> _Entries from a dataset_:
┌──
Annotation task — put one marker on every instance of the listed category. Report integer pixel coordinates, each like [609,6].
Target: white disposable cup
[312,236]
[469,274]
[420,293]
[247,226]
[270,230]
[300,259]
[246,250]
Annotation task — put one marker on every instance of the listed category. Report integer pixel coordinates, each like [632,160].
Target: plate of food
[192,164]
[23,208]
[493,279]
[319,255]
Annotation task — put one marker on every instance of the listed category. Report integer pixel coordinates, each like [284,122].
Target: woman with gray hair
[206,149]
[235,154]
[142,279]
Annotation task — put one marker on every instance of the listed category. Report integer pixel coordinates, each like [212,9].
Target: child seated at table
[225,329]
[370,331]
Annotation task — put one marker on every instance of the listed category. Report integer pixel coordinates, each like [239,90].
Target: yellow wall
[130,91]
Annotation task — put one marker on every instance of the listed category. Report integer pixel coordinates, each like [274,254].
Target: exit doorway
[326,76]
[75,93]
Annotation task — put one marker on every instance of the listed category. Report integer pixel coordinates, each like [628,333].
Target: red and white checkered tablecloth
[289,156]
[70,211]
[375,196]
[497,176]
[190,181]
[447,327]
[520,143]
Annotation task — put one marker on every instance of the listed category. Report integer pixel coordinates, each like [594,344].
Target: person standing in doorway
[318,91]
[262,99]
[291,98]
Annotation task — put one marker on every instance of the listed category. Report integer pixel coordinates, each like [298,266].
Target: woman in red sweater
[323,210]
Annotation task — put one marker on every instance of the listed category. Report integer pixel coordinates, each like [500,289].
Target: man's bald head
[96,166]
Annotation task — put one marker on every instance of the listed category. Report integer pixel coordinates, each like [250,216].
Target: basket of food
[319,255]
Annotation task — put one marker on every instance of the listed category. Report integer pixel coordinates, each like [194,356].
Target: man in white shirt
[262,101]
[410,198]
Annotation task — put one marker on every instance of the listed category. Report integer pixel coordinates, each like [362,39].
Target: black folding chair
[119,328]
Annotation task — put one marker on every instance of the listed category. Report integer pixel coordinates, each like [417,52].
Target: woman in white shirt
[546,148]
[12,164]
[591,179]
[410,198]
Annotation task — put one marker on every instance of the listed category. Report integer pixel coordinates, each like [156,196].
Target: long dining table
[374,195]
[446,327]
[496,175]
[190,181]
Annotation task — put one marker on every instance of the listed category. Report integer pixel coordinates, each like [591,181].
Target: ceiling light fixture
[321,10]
└──
┌──
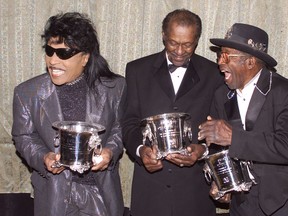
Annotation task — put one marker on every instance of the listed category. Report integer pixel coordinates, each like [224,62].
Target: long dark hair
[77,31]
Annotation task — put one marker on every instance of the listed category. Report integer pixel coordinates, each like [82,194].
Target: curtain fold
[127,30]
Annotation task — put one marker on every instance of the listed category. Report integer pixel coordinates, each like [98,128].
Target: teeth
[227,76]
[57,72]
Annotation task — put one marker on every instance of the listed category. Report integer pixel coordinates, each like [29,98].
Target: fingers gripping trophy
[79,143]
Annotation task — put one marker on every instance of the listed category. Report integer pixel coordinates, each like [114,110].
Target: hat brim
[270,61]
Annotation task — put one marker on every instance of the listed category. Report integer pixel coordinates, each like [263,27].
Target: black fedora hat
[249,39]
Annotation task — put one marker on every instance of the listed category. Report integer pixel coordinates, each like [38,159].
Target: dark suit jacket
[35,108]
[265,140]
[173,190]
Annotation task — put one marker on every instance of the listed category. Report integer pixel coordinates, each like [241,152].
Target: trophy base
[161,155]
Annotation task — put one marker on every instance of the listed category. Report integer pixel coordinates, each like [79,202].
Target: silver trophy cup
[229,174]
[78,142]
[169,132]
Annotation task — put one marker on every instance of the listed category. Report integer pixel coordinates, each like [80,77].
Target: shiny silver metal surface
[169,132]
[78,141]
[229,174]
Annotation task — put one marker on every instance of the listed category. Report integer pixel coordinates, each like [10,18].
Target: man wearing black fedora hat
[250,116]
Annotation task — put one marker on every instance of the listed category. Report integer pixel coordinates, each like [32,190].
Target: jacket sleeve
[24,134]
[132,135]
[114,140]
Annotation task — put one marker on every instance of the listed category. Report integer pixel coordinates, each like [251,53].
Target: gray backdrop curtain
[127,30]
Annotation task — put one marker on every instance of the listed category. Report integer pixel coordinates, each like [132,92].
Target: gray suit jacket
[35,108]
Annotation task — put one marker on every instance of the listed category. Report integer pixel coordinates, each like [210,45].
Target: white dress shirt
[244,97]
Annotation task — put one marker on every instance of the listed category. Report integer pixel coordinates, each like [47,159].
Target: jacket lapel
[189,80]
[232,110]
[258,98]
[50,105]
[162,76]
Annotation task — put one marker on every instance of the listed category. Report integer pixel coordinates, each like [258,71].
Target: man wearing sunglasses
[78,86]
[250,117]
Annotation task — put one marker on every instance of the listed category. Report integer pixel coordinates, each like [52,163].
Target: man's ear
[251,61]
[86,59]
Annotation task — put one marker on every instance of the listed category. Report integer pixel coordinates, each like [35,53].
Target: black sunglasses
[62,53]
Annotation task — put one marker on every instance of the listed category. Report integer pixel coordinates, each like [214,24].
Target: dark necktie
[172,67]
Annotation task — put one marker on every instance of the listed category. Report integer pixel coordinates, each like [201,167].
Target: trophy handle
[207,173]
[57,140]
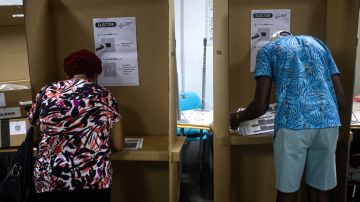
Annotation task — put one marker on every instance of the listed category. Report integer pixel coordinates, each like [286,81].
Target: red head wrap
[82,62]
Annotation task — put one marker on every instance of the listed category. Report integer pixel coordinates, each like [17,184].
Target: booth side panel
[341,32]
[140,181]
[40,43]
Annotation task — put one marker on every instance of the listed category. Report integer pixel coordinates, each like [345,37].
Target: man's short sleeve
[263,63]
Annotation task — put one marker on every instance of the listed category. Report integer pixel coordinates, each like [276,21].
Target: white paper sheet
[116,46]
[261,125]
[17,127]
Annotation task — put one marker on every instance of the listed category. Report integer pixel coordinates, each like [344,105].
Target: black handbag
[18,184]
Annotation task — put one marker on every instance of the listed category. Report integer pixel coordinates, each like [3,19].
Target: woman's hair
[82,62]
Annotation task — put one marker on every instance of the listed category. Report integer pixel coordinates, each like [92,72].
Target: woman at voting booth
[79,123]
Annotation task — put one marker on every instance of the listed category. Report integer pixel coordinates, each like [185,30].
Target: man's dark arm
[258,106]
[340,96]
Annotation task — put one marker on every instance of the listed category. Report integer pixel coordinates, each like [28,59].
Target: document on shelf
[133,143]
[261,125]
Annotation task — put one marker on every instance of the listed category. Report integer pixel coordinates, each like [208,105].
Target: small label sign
└──
> _Exercise_:
Which lines of the items above contain the word "sunglasses"? Identify each one and copy it out in full, treating uppercase and lowercase as different.

> _Response_:
Target: man wearing sunglasses
Target: black sunglasses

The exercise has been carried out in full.